Nuovi segni, nuove forme, nuove immagini

Gallerie d’Italia – Milano
Sino al 27 ottobre 2013

Milano ha un nuovo spazio dedicato all’arte contemporanea. Nel cuore della città una banca ha voluto dedicare all’arte le sale di un magnifico palazzo di sua proprietà. I nuovi signori si ricordano ogni tanto del mecenatismo praticato dai ricchi di altre epoche. L’ingresso in questo spazio è infatti naturalmente gratuito. Il Cantiere del Novecento si affianca al Museo del Novecento e ne completa la parabola cronologica sino agli sviluppi ultimi del secolo. Si possono dunque ammirare opere di autori italiani di ogni corrente, tra i quali Lucio Fontana e Alberto Burri. Fontana -del quale è presente anche una struttura in metallo che supera di slancio la distinzione tra pittura e scultura- preferiva definire le proprie opere non ‘quadri’ ma ‘concetti spaziali’ poiché, diceva, «per me la pittura sta tutta nell’idea». A questo proposito, in una delle sezioni campeggia una frase di Italo Calvino: «Lo spazio che occupano queste opere è soprattutto uno spazio mentale».

=-=-=

# Compito breve
Prosegui il testo sulla mostra alle Gallerie d'Italia di Milano, partendo subito dopo la sua ultima frase.

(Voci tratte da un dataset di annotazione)
=-=-=

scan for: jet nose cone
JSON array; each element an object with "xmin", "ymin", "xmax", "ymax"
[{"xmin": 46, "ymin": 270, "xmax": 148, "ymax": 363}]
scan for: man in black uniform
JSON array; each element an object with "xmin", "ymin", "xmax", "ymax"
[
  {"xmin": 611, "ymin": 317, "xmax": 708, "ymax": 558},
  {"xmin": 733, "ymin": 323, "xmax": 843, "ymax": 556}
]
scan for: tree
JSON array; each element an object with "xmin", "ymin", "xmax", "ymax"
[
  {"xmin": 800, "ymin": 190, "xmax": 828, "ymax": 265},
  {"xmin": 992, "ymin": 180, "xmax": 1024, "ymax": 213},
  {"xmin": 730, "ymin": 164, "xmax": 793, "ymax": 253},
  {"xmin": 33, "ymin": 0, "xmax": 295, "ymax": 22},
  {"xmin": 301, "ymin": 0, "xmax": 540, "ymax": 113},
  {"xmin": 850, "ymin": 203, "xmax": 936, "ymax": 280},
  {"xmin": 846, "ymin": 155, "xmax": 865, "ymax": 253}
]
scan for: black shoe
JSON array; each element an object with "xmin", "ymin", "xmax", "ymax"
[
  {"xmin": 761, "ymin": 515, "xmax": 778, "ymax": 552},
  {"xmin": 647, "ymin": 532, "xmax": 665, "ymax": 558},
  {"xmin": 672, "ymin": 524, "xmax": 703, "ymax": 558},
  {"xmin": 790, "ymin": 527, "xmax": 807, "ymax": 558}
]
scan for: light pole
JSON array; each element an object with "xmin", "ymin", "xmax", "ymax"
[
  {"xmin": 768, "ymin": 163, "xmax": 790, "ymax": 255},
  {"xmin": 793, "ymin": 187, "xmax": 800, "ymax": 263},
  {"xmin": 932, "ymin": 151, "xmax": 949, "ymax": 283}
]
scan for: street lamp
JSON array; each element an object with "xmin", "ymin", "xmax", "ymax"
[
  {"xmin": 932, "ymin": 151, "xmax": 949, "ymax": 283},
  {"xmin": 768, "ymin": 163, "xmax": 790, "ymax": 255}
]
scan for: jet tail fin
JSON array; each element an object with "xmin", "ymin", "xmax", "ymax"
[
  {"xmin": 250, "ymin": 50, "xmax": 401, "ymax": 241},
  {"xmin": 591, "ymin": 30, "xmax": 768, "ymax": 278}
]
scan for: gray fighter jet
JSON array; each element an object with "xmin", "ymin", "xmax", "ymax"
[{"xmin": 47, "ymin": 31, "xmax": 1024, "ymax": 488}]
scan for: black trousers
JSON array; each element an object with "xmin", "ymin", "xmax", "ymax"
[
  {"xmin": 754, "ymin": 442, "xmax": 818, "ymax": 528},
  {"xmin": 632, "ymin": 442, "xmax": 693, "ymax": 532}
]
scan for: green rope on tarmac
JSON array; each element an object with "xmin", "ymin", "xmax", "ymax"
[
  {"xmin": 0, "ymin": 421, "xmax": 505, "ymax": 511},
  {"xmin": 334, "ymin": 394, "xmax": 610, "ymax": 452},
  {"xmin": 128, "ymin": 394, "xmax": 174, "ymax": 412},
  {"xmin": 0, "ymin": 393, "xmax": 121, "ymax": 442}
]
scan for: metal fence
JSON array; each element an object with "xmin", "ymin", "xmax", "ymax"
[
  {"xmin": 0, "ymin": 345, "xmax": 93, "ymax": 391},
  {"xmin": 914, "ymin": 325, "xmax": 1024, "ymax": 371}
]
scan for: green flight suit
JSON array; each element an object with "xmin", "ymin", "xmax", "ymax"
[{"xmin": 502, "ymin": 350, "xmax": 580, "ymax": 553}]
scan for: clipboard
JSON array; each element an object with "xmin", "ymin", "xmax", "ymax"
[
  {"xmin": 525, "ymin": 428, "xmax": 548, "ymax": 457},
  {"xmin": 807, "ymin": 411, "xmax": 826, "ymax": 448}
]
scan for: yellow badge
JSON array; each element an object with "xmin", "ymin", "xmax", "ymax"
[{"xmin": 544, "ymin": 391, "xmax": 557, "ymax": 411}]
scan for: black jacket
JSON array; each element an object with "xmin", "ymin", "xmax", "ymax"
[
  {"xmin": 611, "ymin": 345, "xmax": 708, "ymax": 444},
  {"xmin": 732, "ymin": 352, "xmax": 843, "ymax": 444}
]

=-=-=

# Risposta al compito
All’interno del Cantiere è stata allestita una mostra temporanea dedicata a 1963 e dintorni. Il 1963 fu un anno di svolta nelle pratiche artistiche e letterarie. Qui lo si ricorda attraverso delle opere realizzate in quell’anno o poco prima e poco dopo. Aperta da due quadri di Piero Manzoni e Francesco Lo Savio, la mostra presenta una grande varietà di materiali, forme, idee, intenzioni, ironie, drammaticità, ma tutte caratterizzate dal gioco geometrico e simbolico in cui consiste l’arte. Enrico Baj intitolò un suo dipinto del 1951 «Vedeteci quel che vi pare», in questo modo rispondendo a quanti ingenuamente vogliono sapere ‘che cosa significa’ un’opera; Giuseppe Uncini scrisse che «le forme non ‘stanno’ nello spazio ma ‘sono’ lo spazio». Immersi nel Cantiere, tra la creatività molteplice dell’invenzione artistica novecentesca, quest’affermazione risulta del tutto evidente.

 

Eleganza / Inquietudine

Pittura Europea dagli anni Ottanta a oggi
Opere dalla Collezione Alessandro Grassi

Palazzo delle Stelline – Milano
Sino al 30 settembre 2013

Dentro il Palazzo delle Stelline, dentro un antico monastero, luogo fatto di ampie stanze, di corridoi, chiostri, scalinate, si dipana un percorso nell’arte contemporanea attraverso le opere collezionate da Alessandro Grassi. Opere assai diverse tra di loro, accomunate dalla presenza per lo più della figura umana, dall’intensità del tratto, dalla preferenza per il colore. Uva e altra frutta gigantesca; corpi dai segni spesso essenziali e geometrici; cerchi e sfere verdissime e a scalare; pienezza dello scuro sulla tela; una grande solitudine, anche quando gli umani sembrano condividere uno spazio, un conflitto, un sogno. L’eleganza e la pulizia del luogo dentro cui si stagliano rendono ancora più evidente il coacervo di inquietudine e di non pace da cui queste opere sembrano essere nate.

 

Materia / Tempo

«…E quindi uscimmo a riveder le stelle»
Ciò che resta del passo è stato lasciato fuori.